EXERCISE GOAL ::
What follows is a listing; give it again exactly, in its entirety.
--- begin INPUT RECORDS ---
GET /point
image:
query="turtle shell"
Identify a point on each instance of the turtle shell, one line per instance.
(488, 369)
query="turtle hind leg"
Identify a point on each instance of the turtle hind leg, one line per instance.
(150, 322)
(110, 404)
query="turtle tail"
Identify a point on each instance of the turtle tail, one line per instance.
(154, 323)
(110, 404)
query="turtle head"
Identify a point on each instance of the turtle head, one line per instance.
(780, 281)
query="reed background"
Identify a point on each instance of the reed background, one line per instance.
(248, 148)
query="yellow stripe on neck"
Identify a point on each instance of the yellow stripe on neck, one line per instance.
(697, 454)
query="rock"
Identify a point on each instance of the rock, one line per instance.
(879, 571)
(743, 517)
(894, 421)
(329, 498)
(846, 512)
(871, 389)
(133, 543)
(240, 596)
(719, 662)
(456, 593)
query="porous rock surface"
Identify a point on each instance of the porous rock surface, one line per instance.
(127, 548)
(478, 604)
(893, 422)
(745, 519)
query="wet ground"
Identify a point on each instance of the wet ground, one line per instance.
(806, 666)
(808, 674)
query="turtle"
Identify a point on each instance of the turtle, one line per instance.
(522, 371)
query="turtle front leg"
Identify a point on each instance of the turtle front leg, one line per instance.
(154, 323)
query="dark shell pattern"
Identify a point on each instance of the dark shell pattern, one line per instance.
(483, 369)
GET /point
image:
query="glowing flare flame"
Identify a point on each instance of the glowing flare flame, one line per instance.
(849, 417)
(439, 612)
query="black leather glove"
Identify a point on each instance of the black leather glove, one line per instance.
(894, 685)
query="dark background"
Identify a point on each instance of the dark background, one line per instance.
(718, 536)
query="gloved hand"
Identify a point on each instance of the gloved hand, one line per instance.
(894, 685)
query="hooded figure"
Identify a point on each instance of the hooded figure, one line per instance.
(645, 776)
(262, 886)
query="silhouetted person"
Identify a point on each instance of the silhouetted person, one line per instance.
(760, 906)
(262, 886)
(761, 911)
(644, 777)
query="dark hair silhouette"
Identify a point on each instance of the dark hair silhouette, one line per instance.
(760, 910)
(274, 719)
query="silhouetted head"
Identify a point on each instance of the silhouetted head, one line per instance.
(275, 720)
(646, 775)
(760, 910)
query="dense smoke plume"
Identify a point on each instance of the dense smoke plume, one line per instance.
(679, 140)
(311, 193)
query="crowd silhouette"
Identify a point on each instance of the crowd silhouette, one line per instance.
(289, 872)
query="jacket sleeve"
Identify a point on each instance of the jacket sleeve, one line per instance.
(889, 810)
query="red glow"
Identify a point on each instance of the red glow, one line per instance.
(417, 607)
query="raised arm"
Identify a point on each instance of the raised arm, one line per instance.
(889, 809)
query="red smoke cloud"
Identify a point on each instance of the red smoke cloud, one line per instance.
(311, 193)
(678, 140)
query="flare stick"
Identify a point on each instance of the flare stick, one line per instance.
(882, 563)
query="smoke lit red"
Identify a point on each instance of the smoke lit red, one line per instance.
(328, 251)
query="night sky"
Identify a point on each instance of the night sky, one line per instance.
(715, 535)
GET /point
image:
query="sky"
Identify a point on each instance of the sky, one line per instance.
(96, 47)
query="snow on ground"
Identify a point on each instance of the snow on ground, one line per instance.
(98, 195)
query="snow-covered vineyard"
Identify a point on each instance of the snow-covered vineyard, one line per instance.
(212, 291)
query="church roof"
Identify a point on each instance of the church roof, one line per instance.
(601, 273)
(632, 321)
--- end INPUT RECORDS ---
RESPONSE ::
GET /point
image:
query="turtle shell"
Identify a point on each instance of the turtle shell, one line per instance.
(488, 369)
query="turtle hind leg"
Identify a point on each instance of the turtle hind leg, one line per instance.
(150, 322)
(110, 404)
query="turtle tail"
Identify a point on each instance of the turtle tail, one line per instance.
(154, 323)
(110, 404)
query="turtle head"
Identify a point on each instance of the turtle head, one line per instance.
(780, 281)
query="reed background"
Identify a point on each instance of the reed background, one line per instance.
(248, 148)
query="yellow stripe on neck"
Identify a point on each instance of the yellow stripe on neck, one line per instance.
(697, 454)
query="rock"
Identify a point on each instance of the rock, one line per instance.
(879, 571)
(743, 517)
(894, 421)
(329, 498)
(846, 512)
(871, 389)
(133, 543)
(240, 596)
(719, 662)
(456, 593)
query="porous rock surface"
Identify a point on each instance of the porous rock surface, one line per instance.
(127, 548)
(478, 604)
(893, 422)
(745, 519)
query="wet ground"
Identify a point on each instance of the wet ground, one line per instance.
(806, 666)
(808, 674)
query="turtle"
Identify a point on each instance of the turtle, one line per instance.
(522, 371)
query="turtle front leg"
Identify a point on each instance of the turtle front leg, one line per instance.
(154, 323)
query="dark shell pattern"
Identify a point on each instance of the dark shell pattern, one line per instance.
(483, 369)
GET /point
image:
query="glowing flare flame"
Identify a point on each instance of the glowing flare flame, one line per instance.
(849, 417)
(439, 612)
query="black leather glove"
Identify a point on each instance of the black leather glove, one line per instance.
(894, 685)
query="dark background"
Identify a point on each instance of the dark background, one line per instance.
(718, 536)
query="gloved hand"
Identify a point on each instance of the gloved hand, one line per instance.
(894, 685)
query="hooded figure"
Identify a point on each instance of the hooded figure, one line per instance.
(645, 776)
(262, 886)
query="silhouetted person"
Identify a point on each instance of the silhouetted person, one line per instance.
(760, 906)
(262, 886)
(761, 911)
(644, 777)
query="dark hair silhouette"
Identify a point on each instance of the dark hair silhouette, one line per instance.
(760, 910)
(274, 719)
query="silhouetted head"
Identify a point on each instance of the silhouetted head, one line per instance.
(275, 720)
(646, 775)
(760, 910)
query="dense smoke plume"
Identify a point on each instance of the dense smoke plume, one line per instance.
(679, 140)
(311, 193)
query="crowd silhouette"
Identify a point on each instance of the crowd silhouette, one line per instance.
(289, 872)
query="jacket sleeve"
Identify a point on each instance of the jacket sleeve, one line per instance.
(889, 810)
query="red glow"
Identify a point on each instance of the red glow, one line per instance.
(417, 607)
query="raised arm"
Identify a point on each instance of the raised arm, one line per instance.
(889, 809)
query="red smoke cloud"
Identify a point on each instance of the red smoke cloud, one line per instance.
(311, 193)
(678, 140)
query="flare stick"
Identify a point on each instance of the flare stick, one line per instance.
(882, 563)
query="smoke lit red"
Identify a point on each instance of the smoke lit red, one line per instance.
(328, 251)
query="night sky"
Identify a point on each instance of the night sky, one line per instance.
(715, 535)
GET /point
image:
query="sky"
Identify a point on each instance of the sky, one line per instance.
(96, 47)
query="snow on ground"
Identify a point on each instance of the snow on ground, one line per instance.
(98, 195)
query="snow-covered vineyard"
Identify a point on each instance of the snow-covered vineyard, one line per instance.
(212, 291)
query="church roof"
Identify a point on each instance of the church roof, one line per instance.
(601, 273)
(632, 321)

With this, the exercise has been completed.